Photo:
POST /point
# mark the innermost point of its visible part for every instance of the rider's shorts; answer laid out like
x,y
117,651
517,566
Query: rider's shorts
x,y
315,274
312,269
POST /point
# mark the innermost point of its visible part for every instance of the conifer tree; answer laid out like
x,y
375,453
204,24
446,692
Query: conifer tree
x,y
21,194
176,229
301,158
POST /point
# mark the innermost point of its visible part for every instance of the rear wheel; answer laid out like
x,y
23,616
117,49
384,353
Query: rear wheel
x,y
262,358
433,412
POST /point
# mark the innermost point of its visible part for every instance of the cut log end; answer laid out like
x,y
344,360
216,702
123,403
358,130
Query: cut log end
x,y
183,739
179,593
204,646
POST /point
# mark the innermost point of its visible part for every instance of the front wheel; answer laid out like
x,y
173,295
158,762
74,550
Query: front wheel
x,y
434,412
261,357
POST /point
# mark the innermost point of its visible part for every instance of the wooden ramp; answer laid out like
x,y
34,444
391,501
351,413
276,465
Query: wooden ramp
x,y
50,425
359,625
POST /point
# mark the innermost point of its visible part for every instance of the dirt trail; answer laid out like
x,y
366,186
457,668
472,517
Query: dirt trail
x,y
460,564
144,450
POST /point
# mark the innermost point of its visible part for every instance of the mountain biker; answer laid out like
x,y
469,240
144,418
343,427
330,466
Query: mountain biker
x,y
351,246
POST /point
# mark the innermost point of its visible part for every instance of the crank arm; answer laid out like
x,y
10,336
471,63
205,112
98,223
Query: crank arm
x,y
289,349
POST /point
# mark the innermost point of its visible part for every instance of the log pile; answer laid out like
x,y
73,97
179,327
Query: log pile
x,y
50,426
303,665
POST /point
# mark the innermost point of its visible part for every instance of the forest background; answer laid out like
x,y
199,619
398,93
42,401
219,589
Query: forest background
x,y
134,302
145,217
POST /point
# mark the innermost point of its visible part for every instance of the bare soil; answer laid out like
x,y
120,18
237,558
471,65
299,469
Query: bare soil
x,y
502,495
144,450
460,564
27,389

++++++

- GIVEN EXERCISE: Write the data from above out again, exactly.

- THE ANSWER:
Photo:
POST /point
# mark the innermost point of its visible part for every instance of the rider's shorts; answer laid out like
x,y
117,651
517,566
Query: rider's shorts
x,y
315,274
312,269
POST /point
# mark the innermost point of its visible part for every instance of the conifer tree; answer laid out like
x,y
375,453
204,24
446,692
Query: conifer tree
x,y
21,194
176,229
301,158
POST /point
# mark the innermost point of its visible part for every instance of the rear wheel; answer laid out like
x,y
23,616
117,49
384,353
Query: rear wheel
x,y
262,358
433,412
POST /point
# mark the innermost point of its visible part for every instance of the cut log end; answer laid out like
x,y
344,360
216,702
123,403
358,130
Query: cut log end
x,y
183,739
179,593
204,646
POST /point
# mark the innermost point of its visible part for every instance of the front wheel; answer laid out like
x,y
173,295
158,762
74,550
Query: front wheel
x,y
434,412
261,357
POST /point
# mark the innermost point of its visible part for every instance of the wooden ramp; answer laid out like
x,y
34,444
391,501
351,413
276,465
Query: wooden ramp
x,y
50,425
359,625
POST /point
# mark the innermost point of its visible part for every instance of the dirt trail; answer laid out like
x,y
366,186
457,668
472,517
Query: dirt trail
x,y
460,564
144,450
POST /point
# mark the innermost point of its visible part for every instance of the mountain biker; answer laid out like
x,y
469,240
144,418
343,427
330,466
Query: mountain biker
x,y
351,246
POST /point
# mark the innermost point of its visible part for every instance of the crank arm; answer laid out like
x,y
10,336
471,63
205,112
98,223
Query: crank arm
x,y
289,349
POST /point
# mark the innermost point of its visible part for every instance of the log pile; answer laid out like
x,y
73,97
179,327
Query: log pile
x,y
50,426
303,665
POST /point
# mark the innermost point of its visible part for every instance of the forest background; answer laid out like
x,y
199,619
398,93
42,401
219,589
Query: forest background
x,y
134,302
145,217
POST /point
# mark the innermost point of its visible part for every instance of the bare soil; answer laid out like
x,y
120,18
237,558
471,65
299,469
Query: bare soil
x,y
502,495
144,450
460,564
27,389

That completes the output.